Wednesday, November 9, 2016

Trump's Starbucks and sweet freedom

When I lived in Manhattan, one of my favorite things to do was sit in one of the borough’s endless number of Starbucks to glance at the paper, work on my computer, study the Bible, etc.

More than once I had friends tell me I should write a guide to NYC’s Starbucks because I was so familiar with them and all their quirks, including the type of people and unique city view you got with each one. Celebrities I’ve sat only a few tables away from inside various neighborhood locations include comedian Jackie Mason, 60 Minutes correspondent Lesley Stahl (who was actually busily working away on what had to have been a deadline story), and Chelsea Clinton, who sat Indian-style on the floor with an open laptop that was plugged into the wall her back was against.

What surprised some NYC friends is that I regarded as my very favorite Starbucks the one located on the second floor of Trump Tower on Fifth Avenue just below Central Park. Simply walking into the super-ornate luxury high-rise, accessible to any one no matter what your dress or shoes, was a treat and the smartly uniformed doormen were always so welcoming and good-natured.

I’d go straight to the same escalator with the marble water cascade that Trump is often seen on camera being interviewed next to. Anytime I needed to use the bathroom, I'd go down to the lower floor and pass a little gift shop in which Trump’s books were always on display in the window. The uniformed women attendants inside the pristine pink restroom were always so professional.

The front section of Trump’s Starbucks offers balcony seating, which I was often able to snag. It overlooks the bustling lobby as well as 5th Avenue, Tiffany's and the famous Crown Building with its gold-laden façade.

So many visits to this Starbucks were spent sitting by myself reading books about the Bible, always listening to KJV-narrator Alexander Scourby on the walks over and back from my apartment at 48th and 10th near the Hudson River.

Often after I finished up at Trump’s Starbucks, if the weather was accommodating, I’d make a quick excursion over to my park bench at the duck pond in the "front yard" of Central Park, across the street from The Plaza and just below where the horses line up for carriage rides.

I called it my bench because it has a plaque with an engraved caricature of a blonde woman and the dedicatory words “For Lisa.” The smiling thirty-something lady with earrings and a dress blouse actually kind of looks like me!

I accidentally happened upon this bench one afternoon shortly after my dad died very shockingly in October 2001, only a month after 9/11. I was so filled with grief that I called in sick from work that beautiful, warm Fall day and just wandered aimlessly around the city. I was simply looking for a place to sit and cry.

******

In honor of the last night’s election, here’s a great old sermon outtake from my pastor, Richard Jordan:

God Almighty loves freedom. It’s a basic function of His character and His nature. Now if you take a list of theology books about the essence of His deity, you’ll see attributes such as “omnipotence, omniscience, omnipresence and eternal life and love and grace and immutability and righteousness.” But you won’t see freedom. It should be there, not just as an attribute, but as a function.

(Provided data):
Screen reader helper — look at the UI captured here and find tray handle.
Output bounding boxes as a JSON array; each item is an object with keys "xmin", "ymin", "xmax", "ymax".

(Task requirements):
1/ Name every celebrity the Starbucks post says the writer sat near in Manhattan Starbucks locations.
2/ According to the Starbucks post, what words are engraved on the plaque of the writer's park bench?
3/ Pick up the Starbucks post at its final sentence and keep writing it from there.

(Answers for the tasks):
1/ Jackie Mason, Lesley Stahl, Chelsea Clinton

2/ "For Lisa."

3/
God loves freedom. He loves to just go be Himself— unrestricted, unrestrained, un-held back. Just go be His giving self. The heart of God is a heart of giving. It’s a life of living for others.

God the Father lives for God the Son. Ephesians 1 says He wants His Son to be exalted as the head of all things in the heavens and in the earth.

God the Holy Spirit lives to see Jesus Christ glorified. God the Son lives to glorify the Father. You know what they’re doing—they’re living for each other. 

The Divine principle of life is freely living for others. And when you see great Christian activity, you see that giving spirit of God living in His people.

William Booth, the founder of the Salvation Army and a great warrior for Christ, was asked on his death bed to send a Christmas message to his troops around the world, and he wrote one word on a telegram: “Others.”

God loves freedom to just go and give. He loves freedom so much that when He made man, He gave man freedom. He was willing to put at risk His eternal purpose and plan, and pleasure and design, in order to vest you and me with liberty and freedom.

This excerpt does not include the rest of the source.